## Begin Excerpted text

You may want to consider whether or not you believe in a flat earth and how that is affecting your other judgments.


No. Get rid of 'Standard' time instead.


And this exemplifies the political problem that would be better off tossing a coin and being done with it.

Because what would be better depends on your position in the time zone and with where in the day one values daylight hours. There's a set of maps (e.g. [1]) that shows sunrise/sunset times by county and explains the variations quite nicely.

[1] https://conormclaughlin.net/2022/04/visualizing-the-impact-o...


America tried this in the 1973: https://en.wikipedia.org/wiki/Daylight_saving_time_in_the_Un...

> Over three months from December to March, public support dropped from 79% to 42%. Some schools moved their start times later.


> Some schools moved their start times later.

Thus demonstrating clearly that adjusting everyone’s clocks is unnecessary?


We mustn't let perfection get in the way of progress, comrade.

Any method is superior to screwing up the clocks twice every year.


DST is an abomination and must go. It doesn't align with natural circadian rhythms.


That's the opposite of true. Getting light before the start of the waking hours but getting dark before you're even home—i.e., standard time—is unhealthy. Daylight time aligns to natural circadian rhythms better.

Objectively, more people are awake past 5pm than are awake before 7am.


Humans are the exception. Most animals return home as it gets dark. That is the natural pattern, something we are all primed via evolution. Your personal preference to get more light in the evening because you want to spend more time outdoors runs against evolutionary instincts.


People are ruled by the numbers on the clock, so we should shift the daylight hours during those hours people are awake to match the natural needs of the people.

But from where did the habits tied to the numbers come? Were they formed without reference to daylight?

Will most people always sleep before 7am and be awake after 5pm, no matter when there is daylight?


> and be awake after 5pm, no matter when there is daylight?

For this one at least absolutely yes because of work and after-school activities.

## End Excerpted text
## Begin Entries provided

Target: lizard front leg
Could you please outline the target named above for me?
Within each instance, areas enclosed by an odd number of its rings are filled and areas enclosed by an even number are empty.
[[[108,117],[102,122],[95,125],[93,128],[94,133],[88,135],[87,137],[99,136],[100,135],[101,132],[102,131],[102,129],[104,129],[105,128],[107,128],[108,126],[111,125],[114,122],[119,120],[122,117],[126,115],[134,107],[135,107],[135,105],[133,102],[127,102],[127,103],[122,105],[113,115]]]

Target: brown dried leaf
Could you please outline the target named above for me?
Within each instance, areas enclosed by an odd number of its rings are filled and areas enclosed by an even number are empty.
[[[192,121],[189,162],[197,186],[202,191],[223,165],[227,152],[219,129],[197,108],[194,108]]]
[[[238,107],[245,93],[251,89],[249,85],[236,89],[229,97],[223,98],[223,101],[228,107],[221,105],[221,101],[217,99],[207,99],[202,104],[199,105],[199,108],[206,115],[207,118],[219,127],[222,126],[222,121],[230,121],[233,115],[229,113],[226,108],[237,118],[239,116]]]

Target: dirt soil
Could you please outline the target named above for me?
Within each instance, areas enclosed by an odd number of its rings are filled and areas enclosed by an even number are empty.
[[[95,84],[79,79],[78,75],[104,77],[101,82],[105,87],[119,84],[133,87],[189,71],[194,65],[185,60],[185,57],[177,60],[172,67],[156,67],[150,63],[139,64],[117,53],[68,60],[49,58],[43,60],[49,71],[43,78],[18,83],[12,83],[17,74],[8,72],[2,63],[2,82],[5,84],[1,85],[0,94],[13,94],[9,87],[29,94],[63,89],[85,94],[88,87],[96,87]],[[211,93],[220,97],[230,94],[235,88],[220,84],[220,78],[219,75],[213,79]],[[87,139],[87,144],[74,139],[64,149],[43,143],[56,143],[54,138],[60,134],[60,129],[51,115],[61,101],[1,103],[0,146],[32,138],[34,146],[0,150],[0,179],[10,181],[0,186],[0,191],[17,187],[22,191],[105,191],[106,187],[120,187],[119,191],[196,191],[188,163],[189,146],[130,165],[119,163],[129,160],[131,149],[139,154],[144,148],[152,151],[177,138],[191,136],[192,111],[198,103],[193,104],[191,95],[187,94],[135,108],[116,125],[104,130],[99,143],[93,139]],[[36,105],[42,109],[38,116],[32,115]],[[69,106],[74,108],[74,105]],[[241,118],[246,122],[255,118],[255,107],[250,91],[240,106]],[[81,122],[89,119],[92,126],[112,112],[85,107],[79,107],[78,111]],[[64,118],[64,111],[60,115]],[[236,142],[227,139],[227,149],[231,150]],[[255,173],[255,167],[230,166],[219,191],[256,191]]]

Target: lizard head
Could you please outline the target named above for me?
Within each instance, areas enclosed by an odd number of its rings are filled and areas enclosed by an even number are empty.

## End Entries provided

Stated goal 1
Summarize the daylight saving discussion in two sentences.
Stated goal 2
Please count the lines in the rows that contain the string "lizard", with case counting, and give only the number.

Correct response 1
Commenters disagree over whether to drop daylight saving time or standard time, and one notes that the better choice depends on where someone sits in a time zone and when in the day they value daylight. One side claims daylight saving time clashes with natural circadian rhythms, while another argues it fits them better because more people are awake past 5pm than before 7am.

Correct response 2
2